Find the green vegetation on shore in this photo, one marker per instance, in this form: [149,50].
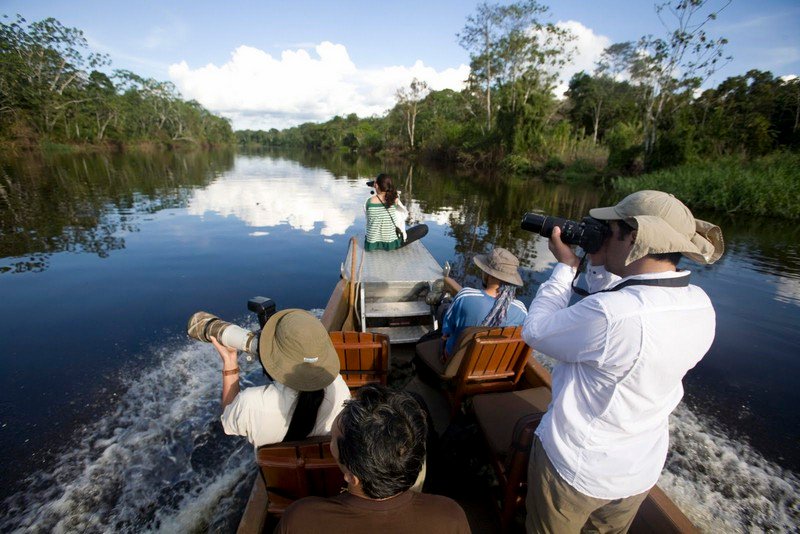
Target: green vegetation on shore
[768,186]
[54,96]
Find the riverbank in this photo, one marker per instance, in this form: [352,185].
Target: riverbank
[144,146]
[767,186]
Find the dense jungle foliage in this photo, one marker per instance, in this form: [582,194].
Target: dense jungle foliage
[52,91]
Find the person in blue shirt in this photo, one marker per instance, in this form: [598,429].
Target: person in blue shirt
[494,305]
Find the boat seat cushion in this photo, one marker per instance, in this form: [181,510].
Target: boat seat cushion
[497,413]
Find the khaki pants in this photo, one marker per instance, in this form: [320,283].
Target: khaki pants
[556,507]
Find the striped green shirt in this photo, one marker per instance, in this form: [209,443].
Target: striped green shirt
[381,233]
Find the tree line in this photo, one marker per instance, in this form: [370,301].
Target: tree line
[641,108]
[53,89]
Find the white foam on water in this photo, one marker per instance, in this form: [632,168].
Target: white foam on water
[156,461]
[722,484]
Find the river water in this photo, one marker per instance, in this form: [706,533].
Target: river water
[108,413]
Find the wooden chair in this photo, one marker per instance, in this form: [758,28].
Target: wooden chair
[364,357]
[508,422]
[485,360]
[295,469]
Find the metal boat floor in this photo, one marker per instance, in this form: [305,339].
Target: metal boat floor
[412,263]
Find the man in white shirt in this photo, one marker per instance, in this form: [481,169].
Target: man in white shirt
[304,392]
[622,353]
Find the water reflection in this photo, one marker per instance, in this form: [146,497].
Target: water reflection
[86,203]
[266,193]
[199,253]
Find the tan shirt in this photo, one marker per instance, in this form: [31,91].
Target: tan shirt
[410,512]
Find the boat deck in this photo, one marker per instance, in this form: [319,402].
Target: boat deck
[410,264]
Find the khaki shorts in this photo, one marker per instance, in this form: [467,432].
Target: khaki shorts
[556,507]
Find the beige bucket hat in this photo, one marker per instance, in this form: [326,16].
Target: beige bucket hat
[296,350]
[501,264]
[664,224]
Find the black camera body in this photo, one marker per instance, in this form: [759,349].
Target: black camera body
[589,234]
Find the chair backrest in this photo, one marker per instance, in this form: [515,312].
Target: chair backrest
[296,469]
[491,354]
[494,360]
[363,357]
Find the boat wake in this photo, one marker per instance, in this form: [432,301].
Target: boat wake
[723,484]
[158,461]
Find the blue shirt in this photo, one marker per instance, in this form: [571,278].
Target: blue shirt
[470,308]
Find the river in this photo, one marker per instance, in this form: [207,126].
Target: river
[108,413]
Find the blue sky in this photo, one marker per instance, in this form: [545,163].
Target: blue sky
[275,64]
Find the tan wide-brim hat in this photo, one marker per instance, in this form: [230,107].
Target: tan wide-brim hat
[664,224]
[296,350]
[501,264]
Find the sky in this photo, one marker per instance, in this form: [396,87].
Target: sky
[275,64]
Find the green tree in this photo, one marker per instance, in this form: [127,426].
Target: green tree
[409,100]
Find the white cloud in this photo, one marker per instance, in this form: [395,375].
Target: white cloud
[164,36]
[588,48]
[260,91]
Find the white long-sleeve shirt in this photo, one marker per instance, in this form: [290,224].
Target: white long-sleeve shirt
[621,358]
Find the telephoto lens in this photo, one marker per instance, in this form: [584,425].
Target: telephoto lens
[589,234]
[203,326]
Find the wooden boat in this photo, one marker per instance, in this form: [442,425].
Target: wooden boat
[409,277]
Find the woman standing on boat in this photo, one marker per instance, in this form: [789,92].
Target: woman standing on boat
[386,218]
[382,211]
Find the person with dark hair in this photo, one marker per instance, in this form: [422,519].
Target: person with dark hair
[386,218]
[304,393]
[621,356]
[379,442]
[494,305]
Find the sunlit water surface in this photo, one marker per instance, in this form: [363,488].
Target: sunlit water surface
[109,414]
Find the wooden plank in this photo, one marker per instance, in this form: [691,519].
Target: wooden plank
[336,309]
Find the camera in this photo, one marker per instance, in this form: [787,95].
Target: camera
[203,326]
[589,234]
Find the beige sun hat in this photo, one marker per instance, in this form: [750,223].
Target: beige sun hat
[501,264]
[296,350]
[664,224]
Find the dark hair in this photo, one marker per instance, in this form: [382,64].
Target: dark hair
[625,230]
[305,414]
[386,185]
[383,440]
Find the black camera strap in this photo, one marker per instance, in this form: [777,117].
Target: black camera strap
[397,231]
[682,281]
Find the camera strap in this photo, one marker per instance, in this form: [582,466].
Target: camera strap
[682,281]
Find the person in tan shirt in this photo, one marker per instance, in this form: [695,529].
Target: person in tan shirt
[378,441]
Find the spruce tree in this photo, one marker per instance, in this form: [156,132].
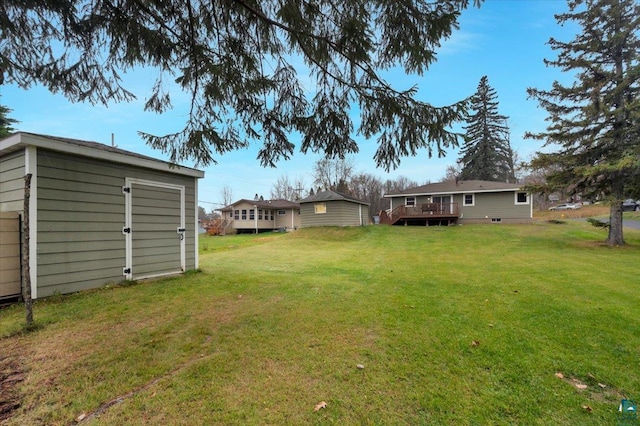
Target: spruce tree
[486,153]
[253,71]
[595,120]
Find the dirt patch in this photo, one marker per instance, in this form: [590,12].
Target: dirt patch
[11,375]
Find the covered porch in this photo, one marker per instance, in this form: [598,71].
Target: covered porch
[427,214]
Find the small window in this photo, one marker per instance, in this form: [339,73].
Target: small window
[469,200]
[522,198]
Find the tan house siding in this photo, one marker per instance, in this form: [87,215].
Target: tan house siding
[81,213]
[338,213]
[492,207]
[269,220]
[12,171]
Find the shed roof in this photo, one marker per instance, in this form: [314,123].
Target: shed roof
[459,187]
[330,195]
[264,204]
[20,140]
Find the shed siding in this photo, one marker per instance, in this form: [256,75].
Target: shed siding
[9,254]
[12,171]
[339,213]
[81,213]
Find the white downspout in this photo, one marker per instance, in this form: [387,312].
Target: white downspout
[255,217]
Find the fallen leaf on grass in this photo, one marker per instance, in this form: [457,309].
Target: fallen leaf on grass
[320,405]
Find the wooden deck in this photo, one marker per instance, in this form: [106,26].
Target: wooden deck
[428,214]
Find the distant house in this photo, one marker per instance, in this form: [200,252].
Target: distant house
[331,208]
[254,216]
[447,203]
[97,214]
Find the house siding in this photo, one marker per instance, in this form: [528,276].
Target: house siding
[489,206]
[81,213]
[12,171]
[339,213]
[277,222]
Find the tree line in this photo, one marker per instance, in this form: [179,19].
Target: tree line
[235,63]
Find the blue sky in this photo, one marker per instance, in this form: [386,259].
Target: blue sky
[503,39]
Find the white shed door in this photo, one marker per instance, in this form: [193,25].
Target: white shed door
[154,229]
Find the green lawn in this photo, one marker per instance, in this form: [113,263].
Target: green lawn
[453,325]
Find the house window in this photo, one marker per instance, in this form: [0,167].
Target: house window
[522,198]
[469,200]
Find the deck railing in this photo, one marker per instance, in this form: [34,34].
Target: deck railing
[424,211]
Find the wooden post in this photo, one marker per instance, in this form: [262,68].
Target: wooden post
[26,270]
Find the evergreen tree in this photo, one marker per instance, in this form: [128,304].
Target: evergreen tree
[486,153]
[595,121]
[233,59]
[6,122]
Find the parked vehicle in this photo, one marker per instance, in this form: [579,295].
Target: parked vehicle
[630,205]
[566,206]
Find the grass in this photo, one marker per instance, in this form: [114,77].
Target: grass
[453,325]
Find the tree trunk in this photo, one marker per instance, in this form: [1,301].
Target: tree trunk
[615,237]
[26,270]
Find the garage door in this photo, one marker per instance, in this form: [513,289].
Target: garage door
[154,229]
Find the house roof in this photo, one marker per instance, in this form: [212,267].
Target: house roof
[330,195]
[20,140]
[459,187]
[265,204]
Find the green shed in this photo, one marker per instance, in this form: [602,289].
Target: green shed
[98,214]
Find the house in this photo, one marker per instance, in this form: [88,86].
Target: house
[97,214]
[331,208]
[458,202]
[254,216]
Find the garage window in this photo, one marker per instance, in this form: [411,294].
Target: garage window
[469,200]
[522,198]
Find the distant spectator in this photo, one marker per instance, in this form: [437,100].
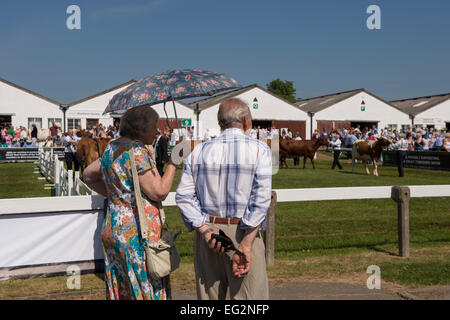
============================================================
__Required task__: Copy out every item above word for word, without the pictures.

__Expected answer__:
Find the green vegetation on shore in this photo, one marker per instance, in this form: [149,50].
Target: green vegetation on shore
[768,186]
[54,96]
Find the riverbank in this photo, one marker per instance, in this form: [352,185].
Target: riverbank
[144,146]
[767,186]
Find the dense jungle foliage in this photo, one marker per instance, in this form: [582,194].
Target: dense jungle foliage
[52,91]
Find the person in blue shirt in this photo, one marker per instance, in this form: [598,429].
Target: person in blue shirt
[494,305]
Find the boat seat cushion in this photo, one marker per instance, in this form: [181,510].
Target: boat seat cushion
[497,413]
Find the khaki pants in this photo, one marker per instance, in this form: [320,283].
Target: khaki pants
[556,507]
Find the striped green shirt in this photo, one marker per instance, in this form: [209,443].
Target: striped green shirt
[381,233]
Find the tree line in this photo, one marker per instance, in this form: [370,301].
Target: tree line
[641,108]
[53,89]
Find the white foam on water in this photo, one marker per instance, in this form: [632,168].
Target: white foam on water
[156,461]
[722,484]
Find the river water in this photo, one marker per instance, in this form: [706,533].
Target: river water
[108,413]
Find the wooden chair in this photo, one marker per instance, in this form: [758,28].
Target: wooden chair
[364,357]
[508,422]
[485,360]
[295,469]
Find the metal boat floor in this photo, one marker per instance, in this form: [305,339].
Target: metal boat floor
[412,263]
Find the man in white shirt in this photo, one marker per instance, in this form: [481,169].
Target: man in white shirt
[304,392]
[622,353]
Find the water reflection in this photo, one marker per instance, in this form: [146,497].
Target: water reflection
[86,203]
[266,193]
[199,253]
Find the tan shirt in this photo, one marker per instance, in this form: [31,91].
Target: tan shirt
[410,512]
Find the boat deck in this photo, one marker per instance, in this form: [319,402].
Target: boat deck
[410,264]
Find the khaki shorts in this photo, one marker per instance, in this form: [467,432].
Target: khaki shorts
[556,507]
Find the beige bucket hat in this photo, one marker per instance, in this form: [326,16].
Target: beige bucket hat
[296,350]
[501,264]
[664,224]
Find the black camera body in this photo, one marker per instance, in this form: [759,349].
Target: black camera body
[589,234]
Find the chair backrest in this photo, one marker per instance, in this form: [515,312].
Target: chair backrest
[296,469]
[491,354]
[494,360]
[363,357]
Find the boat wake in this photo, one marker per instance, in this form: [432,301].
Target: boat wake
[723,484]
[158,461]
Find the blue shirt in this photo, one marker per instance, in this form: [571,278].
Target: blue shirt
[470,308]
Find the river in this photo, one marker per instance, in this form: [207,126].
Target: river
[108,413]
Find the blue sky in this photo, one marker per instance, in this form: [545,163].
Target: blue sky
[275,64]
Find the tan wide-brim hat in this photo, one marker per instance, in this form: [230,107].
Target: tan wide-brim hat
[664,224]
[296,350]
[501,264]
Find the sky in this photo, one marker per instance, in this form: [396,87].
Target: sky
[275,64]
Find the green tree in this photo, one marker per instance, in this form: [127,426].
Target: green tree
[409,100]
Find the white cloud in this photo, one marker per instance, in this form: [395,375].
Target: white cloud
[164,36]
[588,48]
[260,91]
Find the white long-sleeve shirt in this photo, one marker per instance, in this form: [290,224].
Target: white long-sleeve shirt
[621,358]
Find the telephoto lens in this photo, one marker per instance, in this form: [584,425].
Target: telephoto lens
[589,234]
[203,326]
Find the wooden boat in this photo, one marker per instance, in this form: [442,425].
Target: wooden boat
[409,277]
Find the woman standing on boat in this photo, one marker per instance, in this form: [789,92].
Target: woman standing on boat
[386,218]
[382,211]
Find the person with dark hair in this photo, one marker per instance, in this form: [422,519].
Target: person with dark hair
[386,218]
[304,393]
[621,356]
[379,442]
[494,305]
Find the sunlit water surface in this photo, one marker per instance, in this form: [363,488].
Target: sunlit water surface
[109,414]
Find the wooden plank in this photo, one marker per instance, in this form: [691,519].
Target: wooden plank
[336,309]
Find the camera in this photo, one marker per instance, in this form: [787,95].
Target: camera
[203,326]
[589,234]
Find the beige sun hat in this photo, one marker per instance, in this form: [750,223].
Target: beige sun hat
[501,264]
[296,350]
[664,224]
Find the dark hair in this photo, one marker per instance, in this form: [382,64].
Target: dark hair
[625,230]
[305,414]
[386,185]
[383,440]
Find the black camera strap in this photo, one marker per instance, in this form: [777,117].
Target: black camera strap
[397,231]
[682,281]
Find the camera strap in this photo, one marker per instance, in this form: [582,466].
Target: camera strap
[682,281]
Find the person in tan shirt in this photo, one marker per instance, in this form: [695,529].
Target: person in tan shirt
[378,441]
Find the spruce tree in this photo, one marker per instance, in this form: [156,132].
Target: spruce tree
[486,153]
[253,71]
[595,120]
Find the dirt patch in this photo, one marker per instance, in this form: [590,12].
Target: dirt patch
[11,375]
Find the covered porch in this photo, one marker per instance, in this form: [598,71].
Target: covered porch
[427,214]
Find the small window in this photo, one marker per instance, in this form: [339,73].
Target: small window
[469,200]
[522,198]
Find the tan house siding in this photo, one marker per instance, in this form: [87,215].
Target: tan house siding
[81,213]
[338,213]
[492,207]
[269,220]
[12,171]
Find the shed roof in this photo, one marker per instance, in this form: [314,123].
Target: shed roof
[459,187]
[330,195]
[264,204]
[20,140]
Find the shed siding in this photo, one marker per instance, in this form: [256,75].
Target: shed siding
[9,254]
[12,171]
[339,213]
[81,213]
Find the white downspout in this photo, one marker per instance, in this form: [387,312].
Target: white downspout
[255,217]
Find the fallen leaf on grass in this photo, one marker per instance, in this form: [457,309].
Target: fallen leaf on grass
[320,405]
Find the wooden deck in this photo, one marker per instance, in this form: [106,26].
Target: wooden deck
[428,214]
Find the distant house in this photo, one marker per instance, in this form: [200,252].
Target: distant house
[331,208]
[254,216]
[447,203]
[97,214]
Find the house siding in this photo, one marker per instance, in this form: [528,276].
Target: house siding
[489,206]
[81,213]
[12,171]
[339,213]
[277,222]
Find the tree line in this photo, one marker per instance, in this form: [179,19].
Target: tree line
[235,63]
Find the blue sky in this photo, one marker per instance, in this form: [386,259].
Target: blue sky
[503,39]
Find the white shed door in this photo, one marker per instance, in this form: [193,25].
Target: white shed door
[154,229]
Find the green lawn in this photo, one marker per instance, in this form: [113,263].
Target: green lawn
[453,325]
Find the house window in this photo, one marker per instance, in this form: [0,167].
Target: house window
[522,198]
[469,200]
Find the deck railing in this photo, one marker per instance, in this form: [34,34].
Target: deck railing
[424,211]
Find the wooden post in this photo, one marker per instance, in this form: [262,68].
Target: wooden post
[26,270]
Find the evergreen tree in this photo, one marker per instance, in this form: [128,304].
Target: evergreen tree
[486,153]
[595,121]
[233,59]
[6,122]
Find the parked vehicle in this photo, one marker per instance, in this form: [579,295].
Target: parked vehicle
[630,205]
[566,206]
Find the grass in this photo, one marker per instance, in this form: [114,77].
Target: grass
[453,325]
Find the tree trunk in this photo, one marker per instance, in this form: [1,301].
Target: tree trunk
[615,237]
[26,270]
Find the garage door in this photo, one marker per instance, in this form: [513,289].
Target: garage door
[154,229]
Find the house roof in this photo, one marker per instance, in this form: [212,267].
Target: house roof
[330,195]
[20,140]
[459,187]
[265,204]
Find the green shed in this photo, one marker per instance, in this form: [602,289].
Target: green shed
[98,214]
Find the house in this photo, one marker per instance, in this form: [88,86].
Target: house
[97,214]
[331,208]
[458,202]
[254,216]
Find the garage window in this photo, one marker per instance, in this form: [411,294].
Target: garage window
[469,200]
[522,198]
Find the distant spectator in this photo, one marker per instance, in this form: [437,100].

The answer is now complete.